## CONSIGNE A
Recopiez à l'identique les lignes des données, en commençant par celle qui contient « ground for player-tracking calibration. » et en terminant par la dernière ligne, toutes deux comprises.

+++ EXTRAIT DU TEXTE +++

Osée le Synode

Osée et Gomer, enluminure du XIIIe siècle.
Le synode extraordinaire sur la famille vient de se refermer. Pour certains, il laisse un goût de d’incertitude. Le déroulement du synode a laissé la part belle à des appels d’air largement véhiculés par les médias, laissant l’impression que les évêques “[renversaient] la table”. Notamment en ce qui concerne la situation des divorcés et remariés civilement, ainsi que des couples homosexuels.
Les débats ont montré la difficulté à dépasser l’opposition entre les tenants de la lettre et ceux de l’esprit, entre la doctrine et la pastorale, en la loi et les prophètes. Le pape François avait demandé à ce que chacun s’exprime librement, selon la plus pure tradition scolastique.
Il n’y a en effet rien de plus étranger au catholicisme que ces débats feutrés d’antichambres. Le Christ appelle une parole claire : “Que votre oui soit oui, que votre non soit non”. Quitte à se tromper et à avoir l’humilité de le reconnaître.
“Plus que la peur de se tromper j’espère que nous anime la peur de nous renfermer dans les structures qui nous donnent une fausse protection, dans les normes qui nous transforment en juges implacables, dans les habitudes où nous nous sentons tranquilles, alors que, dehors, il y a une multitude affamée, et Jésus qui nous répète sans arrêt : « Donnez-leur vous-mêmes à manger » (Mc 6, 37).” (Pape François) 1François, Evangelii gaudium, n°49.
Le fait est que l’Église mérite bien mieux que cela. Peut-être l’expérience était-elle si nouvelle pour les évêques, qu’ils ont du mal à bien mettre en œuvre l’exercice. Il leur faudra du travail avant de parvenir à le maîtriser parfaitement.
François dénonce dans son discours de clôture les différentes tentations qui ont pu animer les débats : les tentations des traditionalistes qui veulent conserver la sécurité de la lettre, comme celle des progressistes “mondains” qui veulent plus “séduire” leur ouailles que les amener au Christ.
Ces réactions proviennent toutes deux de peurs : la peur de voir des certitudes doctrinales ébranlées, la peur provoquée par les respects humains (comment vais-je apporter cette parole à des personnes qui risquent de mal l’accueillir ?).
Il semble – à première vue – qu’aucun des deux “partis” n’ait bien compris l’appel de François à “se laisser surprendre”. Accepter que, la tradition de l’Église, l’Évangile puissent contenir des ouvertures insoupçonnées. Accepter que ces ouvertures ne soient pas des révolutions, mais bien des appels à un approfondissement de la foi des fidèles dans la tradition de l’Église.
Le fait est que ce synode nous appelle à apporter une plus grande attention aux situations familiales difficiles et complexes. A ne pas s’arrêter à la situation, mais à vouloir diriger notre attention vers ce qui peut permettre à des personnes de rejoindre la pleine communion ecclésiale.

+++ DONNÉES FOURNIES +++

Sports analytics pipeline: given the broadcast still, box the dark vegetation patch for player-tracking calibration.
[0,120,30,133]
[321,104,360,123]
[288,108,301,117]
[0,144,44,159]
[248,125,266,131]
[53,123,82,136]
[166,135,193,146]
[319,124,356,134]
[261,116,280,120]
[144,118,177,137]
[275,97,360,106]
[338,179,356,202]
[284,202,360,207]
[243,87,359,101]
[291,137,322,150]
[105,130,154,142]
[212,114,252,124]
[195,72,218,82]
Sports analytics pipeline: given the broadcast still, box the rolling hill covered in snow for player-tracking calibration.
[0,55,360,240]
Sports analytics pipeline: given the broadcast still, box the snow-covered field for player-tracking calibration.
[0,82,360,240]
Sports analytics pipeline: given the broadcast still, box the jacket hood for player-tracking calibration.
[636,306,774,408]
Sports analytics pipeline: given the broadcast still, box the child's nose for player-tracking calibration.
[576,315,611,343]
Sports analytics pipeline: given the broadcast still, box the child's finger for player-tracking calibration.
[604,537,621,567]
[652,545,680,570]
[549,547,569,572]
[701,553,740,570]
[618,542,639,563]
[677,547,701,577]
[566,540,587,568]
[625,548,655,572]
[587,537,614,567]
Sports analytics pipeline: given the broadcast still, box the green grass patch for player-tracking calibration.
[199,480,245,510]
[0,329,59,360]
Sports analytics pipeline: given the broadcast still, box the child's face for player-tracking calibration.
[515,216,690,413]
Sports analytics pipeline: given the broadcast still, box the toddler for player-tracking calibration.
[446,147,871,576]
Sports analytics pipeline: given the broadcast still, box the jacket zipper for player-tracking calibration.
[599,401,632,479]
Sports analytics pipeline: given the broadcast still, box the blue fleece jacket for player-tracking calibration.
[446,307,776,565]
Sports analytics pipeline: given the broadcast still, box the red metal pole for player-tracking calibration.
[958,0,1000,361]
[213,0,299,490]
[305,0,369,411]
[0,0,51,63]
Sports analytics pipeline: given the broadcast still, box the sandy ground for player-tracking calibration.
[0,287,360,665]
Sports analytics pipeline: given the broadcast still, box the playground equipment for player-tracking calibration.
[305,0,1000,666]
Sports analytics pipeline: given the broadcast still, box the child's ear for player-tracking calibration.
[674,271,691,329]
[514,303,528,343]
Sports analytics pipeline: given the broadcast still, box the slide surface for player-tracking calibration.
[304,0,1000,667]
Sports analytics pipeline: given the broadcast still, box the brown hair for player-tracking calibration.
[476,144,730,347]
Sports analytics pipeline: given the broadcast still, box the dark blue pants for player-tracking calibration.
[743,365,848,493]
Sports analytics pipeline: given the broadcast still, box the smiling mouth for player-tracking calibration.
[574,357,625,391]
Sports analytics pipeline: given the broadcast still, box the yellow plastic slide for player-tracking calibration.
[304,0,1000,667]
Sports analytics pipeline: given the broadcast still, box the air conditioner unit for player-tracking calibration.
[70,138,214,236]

+++

## CONSIGNE B
Reprenez la rédaction du texte sur le synode consacré à la famille et prolongez-le à partir de sa dernière phrase.

## RÉSULTAT A
Sports analytics pipeline: given the broadcast still, box the sandy ground for player-tracking calibration.
[0,287,360,665]
Sports analytics pipeline: given the broadcast still, box the playground equipment for player-tracking calibration.
[305,0,1000,666]
Sports analytics pipeline: given the broadcast still, box the child's ear for player-tracking calibration.
[674,271,691,329]
[514,303,528,343]
Sports analytics pipeline: given the broadcast still, box the slide surface for player-tracking calibration.
[304,0,1000,667]
Sports analytics pipeline: given the broadcast still, box the brown hair for player-tracking calibration.
[476,144,730,347]
Sports analytics pipeline: given the broadcast still, box the dark blue pants for player-tracking calibration.
[743,365,848,493]
Sports analytics pipeline: given the broadcast still, box the smiling mouth for player-tracking calibration.
[574,357,625,391]
Sports analytics pipeline: given the broadcast still, box the yellow plastic slide for player-tracking calibration.
[304,0,1000,667]
Sports analytics pipeline: given the broadcast still, box the air conditioner unit for player-tracking calibration.
[70,138,214,236]

## RÉSULTAT B
En d’autres termes, changer notre regard, pour ne plus regarder ce qui – chez les autres – est contraire à la doctrine, mais ce qui peut être un point positif pour l’amener plus haut : une attitude, une vertu humaine, un caractère, une contrition sincère…
Nous devrions avoir l’attitude du prophète Osée : “mon épouse infidèle, je vais la séduire“. Nous devrions attirer ! Nous devons rendre le chemin du Christ désirable. Mais pour cela, nous devons accepter deux conditions :
- se rappeler à nous-mêmes que nous sommes des pécheurs pardonnés, des pécheurs sauvés par le Christ. C’est la condition pour ne pas aborder les situations les plus complexes avec un regard hautain ;
- se dire que ce n’est qu’en donnant l’exemple joyeuse, d’une vie de foi et de vertu, que nous pourrons donner envie à nos contemporains de suivre les chemins proposés par l’Église ;
Sortir aux périphéries
Osée est ce prophète qui exprime un Dieu voulant attirer son épouse à Lui. Mais pour cela, il la fait passer par une série de “purifications”.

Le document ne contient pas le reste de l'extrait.